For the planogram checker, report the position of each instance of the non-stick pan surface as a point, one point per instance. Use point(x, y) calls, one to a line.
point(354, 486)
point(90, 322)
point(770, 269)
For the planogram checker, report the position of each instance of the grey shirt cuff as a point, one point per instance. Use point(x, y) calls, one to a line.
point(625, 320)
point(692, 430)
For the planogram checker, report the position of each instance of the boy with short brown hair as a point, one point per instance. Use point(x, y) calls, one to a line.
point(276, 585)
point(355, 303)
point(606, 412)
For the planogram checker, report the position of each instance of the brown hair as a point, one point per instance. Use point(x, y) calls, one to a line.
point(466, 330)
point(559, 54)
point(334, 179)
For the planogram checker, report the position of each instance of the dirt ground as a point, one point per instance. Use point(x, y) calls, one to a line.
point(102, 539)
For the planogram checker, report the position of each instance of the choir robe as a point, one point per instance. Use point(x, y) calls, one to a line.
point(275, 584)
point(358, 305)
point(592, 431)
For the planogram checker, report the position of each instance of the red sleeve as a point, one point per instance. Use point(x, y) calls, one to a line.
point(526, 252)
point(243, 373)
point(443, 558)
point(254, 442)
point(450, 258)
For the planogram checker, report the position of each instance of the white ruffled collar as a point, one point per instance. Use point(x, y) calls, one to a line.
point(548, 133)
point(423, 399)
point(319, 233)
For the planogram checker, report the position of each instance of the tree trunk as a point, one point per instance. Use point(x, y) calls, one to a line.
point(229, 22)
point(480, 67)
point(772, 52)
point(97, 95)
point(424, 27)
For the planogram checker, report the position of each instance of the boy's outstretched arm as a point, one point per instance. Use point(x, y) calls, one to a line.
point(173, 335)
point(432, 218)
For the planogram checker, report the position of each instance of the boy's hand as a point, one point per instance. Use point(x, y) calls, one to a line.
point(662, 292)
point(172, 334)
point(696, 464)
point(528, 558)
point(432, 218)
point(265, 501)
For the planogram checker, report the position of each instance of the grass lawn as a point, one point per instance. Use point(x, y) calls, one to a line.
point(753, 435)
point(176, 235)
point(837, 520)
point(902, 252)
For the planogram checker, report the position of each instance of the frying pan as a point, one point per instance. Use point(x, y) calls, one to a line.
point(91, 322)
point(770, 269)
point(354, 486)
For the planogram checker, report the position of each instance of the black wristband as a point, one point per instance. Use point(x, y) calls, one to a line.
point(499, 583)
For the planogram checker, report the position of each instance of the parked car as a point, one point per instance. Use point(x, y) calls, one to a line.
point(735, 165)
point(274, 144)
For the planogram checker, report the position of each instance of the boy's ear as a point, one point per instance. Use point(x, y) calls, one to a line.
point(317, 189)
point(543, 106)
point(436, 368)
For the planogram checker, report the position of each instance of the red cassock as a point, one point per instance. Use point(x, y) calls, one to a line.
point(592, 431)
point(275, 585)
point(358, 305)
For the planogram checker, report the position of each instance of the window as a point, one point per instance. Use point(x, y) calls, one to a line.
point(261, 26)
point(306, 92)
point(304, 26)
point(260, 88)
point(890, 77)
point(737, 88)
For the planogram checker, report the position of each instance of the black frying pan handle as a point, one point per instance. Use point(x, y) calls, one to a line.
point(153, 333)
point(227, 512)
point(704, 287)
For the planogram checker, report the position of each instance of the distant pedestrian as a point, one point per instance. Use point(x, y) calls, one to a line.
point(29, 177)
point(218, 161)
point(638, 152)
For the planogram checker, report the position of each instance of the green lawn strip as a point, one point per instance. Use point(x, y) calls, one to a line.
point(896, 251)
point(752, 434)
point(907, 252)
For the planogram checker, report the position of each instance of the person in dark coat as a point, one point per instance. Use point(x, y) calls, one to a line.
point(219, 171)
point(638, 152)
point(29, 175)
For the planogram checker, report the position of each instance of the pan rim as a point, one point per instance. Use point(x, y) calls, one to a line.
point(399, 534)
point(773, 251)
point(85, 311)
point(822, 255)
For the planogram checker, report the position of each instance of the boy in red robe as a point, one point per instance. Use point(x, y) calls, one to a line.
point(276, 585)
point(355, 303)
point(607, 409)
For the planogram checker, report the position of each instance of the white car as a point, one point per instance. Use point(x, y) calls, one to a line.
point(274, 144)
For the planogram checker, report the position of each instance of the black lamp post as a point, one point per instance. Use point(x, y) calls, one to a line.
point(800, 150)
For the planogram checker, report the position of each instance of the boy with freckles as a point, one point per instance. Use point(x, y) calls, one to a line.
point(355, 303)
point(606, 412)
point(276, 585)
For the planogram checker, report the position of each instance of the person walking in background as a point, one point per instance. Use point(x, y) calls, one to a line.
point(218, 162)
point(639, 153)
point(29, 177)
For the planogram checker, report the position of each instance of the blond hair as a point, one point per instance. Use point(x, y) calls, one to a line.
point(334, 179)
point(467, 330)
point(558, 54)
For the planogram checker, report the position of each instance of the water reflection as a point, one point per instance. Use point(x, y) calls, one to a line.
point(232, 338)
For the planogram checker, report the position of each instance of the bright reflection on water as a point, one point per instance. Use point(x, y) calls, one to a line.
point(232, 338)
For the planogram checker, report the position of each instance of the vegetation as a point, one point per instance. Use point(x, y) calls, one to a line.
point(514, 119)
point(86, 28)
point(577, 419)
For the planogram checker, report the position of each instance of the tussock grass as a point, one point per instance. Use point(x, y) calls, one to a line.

· · · · · · ·

Exercise =
What is needed is an exact transcription of all the data.

Solution to the exercise =
For the planogram checker, report the position of each instance of the non-stick pan surface as a point, one point per instance. Use point(x, y) calls, one to a line.
point(354, 486)
point(90, 322)
point(770, 269)
For the planogram checker, report the position of each instance of the grey shirt cuff as a point, one point per instance. Use point(x, y) calls, one to a line.
point(625, 320)
point(692, 430)
For the planogram checker, report the position of each instance of the boy with short brown hair as a point, one point per instance. Use point(x, y) calls, one to a line.
point(276, 585)
point(355, 303)
point(606, 412)
For the planogram checker, report the position of each instance of the brown hair as a point, one point per instance. Use point(x, y) calls, one to a line.
point(466, 330)
point(559, 54)
point(334, 179)
For the planogram checker, report the position of each instance of the dirt ground as a point, one point per instance. Use point(x, y) calls, one to a line.
point(102, 539)
For the planogram checker, report the position of each instance of the choir robe as a point, one point per instance. Use point(x, y) calls, one to a line.
point(275, 584)
point(358, 305)
point(592, 431)
For the planogram checker, report the position of each instance of the red sleeve as a point, one point per instance. Use point(x, y) calls, one to a line.
point(526, 252)
point(243, 373)
point(443, 558)
point(254, 442)
point(450, 258)
For the planogram checker, report the position of each instance of the white ruffled collar as a point, one point per instance. Use point(x, y) calls, one to a line.
point(548, 133)
point(423, 399)
point(319, 233)
For the planogram checker, report the position of each instance of the tree trunk as a point, one point per instance. Use point(x, y) calls, one to a line.
point(229, 22)
point(480, 67)
point(772, 52)
point(97, 95)
point(424, 27)
For the planogram checker, report the position of each instance of the boy's outstretched arm as a point, one point per instance. Use point(x, y) calls, one to a line.
point(173, 335)
point(432, 218)
For the planogram checker, report the position of each instance of the boy's hand as a point, one point per instance. Use point(x, y) calls, one to a line.
point(662, 292)
point(172, 334)
point(696, 464)
point(528, 558)
point(432, 218)
point(265, 501)
For the planogram checker, report the position of each instance of the grass lawn as a point, one point per instance. Use point(x, y) calls, one to a line.
point(753, 435)
point(176, 235)
point(837, 520)
point(902, 252)
For the planogram checker, report the position of each instance of the frying pan as a point, one point per instance. Use point(x, y) calls, one to a line.
point(91, 322)
point(770, 269)
point(354, 486)
For the planogram checker, report the position of each instance of the black wristband as a point, one point per instance. Use point(x, y) calls, one to a line.
point(499, 583)
For the planogram checker, report the position of each instance of the parked car as a point, one point per instance. Use point(x, y) calls, one to a line.
point(735, 165)
point(274, 144)
For the planogram checker, report the position of each instance of the boy's ear as a point, one point per instance. Use point(x, y) calls, one to a line.
point(317, 189)
point(543, 106)
point(436, 368)
For the planogram checker, report the position of each instance of the red cassock as a point, one point per instance. Use point(x, y) calls, one to a line.
point(592, 431)
point(275, 585)
point(358, 305)
For the planogram checker, report the position of each instance of the window as a point, one point per instance. Use point(x, y) calls, one to a line.
point(261, 26)
point(306, 92)
point(304, 26)
point(260, 88)
point(890, 77)
point(737, 88)
For the planogram checker, report the position of each instance of the black frying pan handle as a point, one point per instance. Use point(x, y) calls, one to a line.
point(153, 333)
point(227, 512)
point(704, 287)
For the planogram checker, report the position of each instance of the distant pedestrian as a point, one point per instance. Use point(x, y) calls, one to a line.
point(29, 177)
point(218, 161)
point(638, 152)
For the planogram checker, report the position of each instance of the green lawn strip as a point, one point per instance. Use point(x, y) calls, one to a line.
point(896, 251)
point(752, 434)
point(907, 252)
For the planogram checker, report the position of each instance of the person in dark coat as a point, one point per instance. Use point(x, y) calls, one to a line.
point(219, 171)
point(638, 152)
point(29, 175)
For the planogram checker, report the position of each instance of the pan rim as a point, one point per instance. Use point(x, y) calls, one to a line.
point(399, 534)
point(773, 251)
point(85, 311)
point(822, 255)
For the planogram checker, report the position of each instance of the boy in red robe as a point, one point per instance. Use point(x, y) calls, one to a line.
point(276, 585)
point(355, 303)
point(607, 409)
For the planogram checker, report the position of each instance of the white car as a point, one point per instance. Use point(x, y) calls, one to a line.
point(274, 144)
For the planogram checker, report the position of each instance of the black lamp post as a point, one point per instance. Use point(x, y) calls, one to a line.
point(800, 150)
For the planogram checker, report the position of each instance of the boy with freckles as a point, one point per instance. Use point(x, y) calls, one to a line.
point(355, 303)
point(606, 412)
point(276, 585)
For the planogram checker, report the position of each instance of the person walking in background as a point, one point per instance. Use point(x, y) calls, one to a line.
point(218, 162)
point(639, 153)
point(29, 177)
For the planogram checker, report the position of each instance of the blond hair as a point, one point per instance. Use point(x, y) calls, one to a line.
point(334, 179)
point(467, 330)
point(558, 54)
For the planogram checker, report the position of each instance of the water reflection as a point, one point per instance. Use point(x, y) calls, one to a line.
point(232, 338)
For the planogram checker, report the position of each instance of the bright reflection on water as a point, one point per instance. Use point(x, y) calls, one to a line.
point(232, 338)
For the planogram checker, report the position of each instance of the vegetation as a point, one point per instance. Use point(x, y) calls, one to a line.
point(514, 119)
point(86, 28)
point(577, 419)
For the planogram checker, report the position of each instance of the tussock grass as a point, one point per instance. Use point(x, y) calls, one to a line.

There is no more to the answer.